SELECTED TEXT:

Getting Started with eksctl

Set up Karpenter with an eksctl cluster

Karpenter automatically provisions new nodes in response to unschedulable pods. Karpenter does this by observing events within the Kubernetes cluster, and then sending commands to the underlying cloud provider.

In this example, the cluster is running on Amazon Web Services (AWS) Elastic Kubernetes Service (EKS). Karpenter is designed to be cloud provider agnostic, but currently only supports AWS. Contributions are welcomed.

This guide should take less than 1 hour to complete, and cost less than $0.25. Follow the clean-up instructions to reduce any charges.

Install

Karpenter is installed in clusters with a Helm chart.

Karpenter requires cloud provider permissions to provision nodes, for AWS IAM Roles for Service Accounts (IRSA) should be used. IRSA permits Karpenter (within the cluster) to make privileged requests to AWS (as the cloud provider) via a ServiceAccount.

Required Utilities

Install these tools before proceeding:

  1. AWS CLI
  2. kubectl - the Kubernetes CLI
  3. eksctl - the CLI for AWS EKS
  4. helm - the package manager for Kubernetes

Configure the AWS CLI with a user that has sufficient privileges to create an EKS cluster. Verify that the CLI can authenticate properly by running aws sts get-caller-identity.

Environment Variables

After setting up the tools, set the following environment variable to the Karpenter version you would like to install.

export KARPENTER_VERSION=v0.11.1

Also set the following environment variables to store commonly used values.

export CLUSTER_NAME="${USER}-karpenter-demo"
export AWS_DEFAULT_REGION="us-west-2"
export AWS_ACCOUNT_ID="$(aws sts get-caller-identity --query Account --output text)"

Create a Cluster

Create a basic cluster with eksctl. Each of the two examples set up an IAM OIDC provider for the cluster to enable IAM roles for pods. The first uses AWS EKS managed node groups for the kube-system and karpenter namespaces, while the second uses Fargate for both namespaces.

Example 1: Create basic cluster

eksctl create cluster -f - << EOF
---
apiVersion: eksctl.io/v1alpha5
kind: ClusterConfig
metadata:
  name: ${CLUSTER_NAME}
  region: ${AWS_DEFAULT_REGION}
  version: "1.21"
  tags:
    karpenter.sh/discovery: ${CLUSTER_NAME}
managedNodeGroups:
  - instanceType: m5.large
    amiFamily: AmazonLinux2
    name: ${CLUSTER_NAME}-ng
    desiredCapacity: 1
    minSize: 1
    maxSize: 10
iam:
  withOIDC: true
EOF

export CLUSTER_ENDPOINT="$(aws eks describe-cluster --name ${CLUSTER_NAME} --query "cluster.endpoint" --output text)"

Example 2: Create basic cluster with Karpenter on Fargate

eksctl create cluster -f - << EOF
---
apiVersion: eksctl.io/v1alpha5
kind: ClusterConfig
metadata:
  name: ${CLUSTER_NAME}
  region: ${AWS_DEFAULT_REGION}
  version: "1.21"

Saved items
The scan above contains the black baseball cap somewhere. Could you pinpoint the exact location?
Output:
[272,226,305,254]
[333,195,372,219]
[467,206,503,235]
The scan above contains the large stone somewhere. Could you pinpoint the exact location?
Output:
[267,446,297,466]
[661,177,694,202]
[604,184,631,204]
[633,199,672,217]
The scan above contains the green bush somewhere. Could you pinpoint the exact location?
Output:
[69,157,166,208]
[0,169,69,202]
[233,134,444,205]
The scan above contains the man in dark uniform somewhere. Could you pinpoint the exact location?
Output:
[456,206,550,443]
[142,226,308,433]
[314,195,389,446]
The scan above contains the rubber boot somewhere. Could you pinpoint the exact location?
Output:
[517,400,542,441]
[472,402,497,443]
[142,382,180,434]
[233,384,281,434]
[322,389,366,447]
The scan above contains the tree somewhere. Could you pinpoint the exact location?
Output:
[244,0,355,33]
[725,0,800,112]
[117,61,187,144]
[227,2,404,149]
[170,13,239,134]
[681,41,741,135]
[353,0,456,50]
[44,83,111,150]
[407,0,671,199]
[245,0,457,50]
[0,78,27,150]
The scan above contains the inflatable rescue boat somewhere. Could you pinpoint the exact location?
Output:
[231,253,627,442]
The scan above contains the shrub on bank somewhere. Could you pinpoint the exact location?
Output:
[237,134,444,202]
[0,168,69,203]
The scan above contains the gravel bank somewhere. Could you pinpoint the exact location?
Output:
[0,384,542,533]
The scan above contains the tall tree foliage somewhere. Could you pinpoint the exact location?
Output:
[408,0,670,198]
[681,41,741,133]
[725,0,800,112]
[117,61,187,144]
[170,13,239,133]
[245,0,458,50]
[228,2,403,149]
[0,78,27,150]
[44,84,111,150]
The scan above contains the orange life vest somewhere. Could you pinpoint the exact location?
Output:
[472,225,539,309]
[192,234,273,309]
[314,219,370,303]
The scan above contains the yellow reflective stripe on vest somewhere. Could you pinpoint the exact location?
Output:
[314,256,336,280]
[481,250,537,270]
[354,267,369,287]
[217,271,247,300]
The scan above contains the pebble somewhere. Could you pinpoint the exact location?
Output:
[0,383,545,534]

WHAT TO WORK ON: Render this sentence from the Karpenter setup guide in Spanish: "Karpenter automatically provisions new nodes in response to unschedulable pods." These items were drawn from a separate source.

FINISHED EXERCISE: Karpenter aprovisiona automáticamente nuevos nodos en respuesta a pods que no se pueden programar.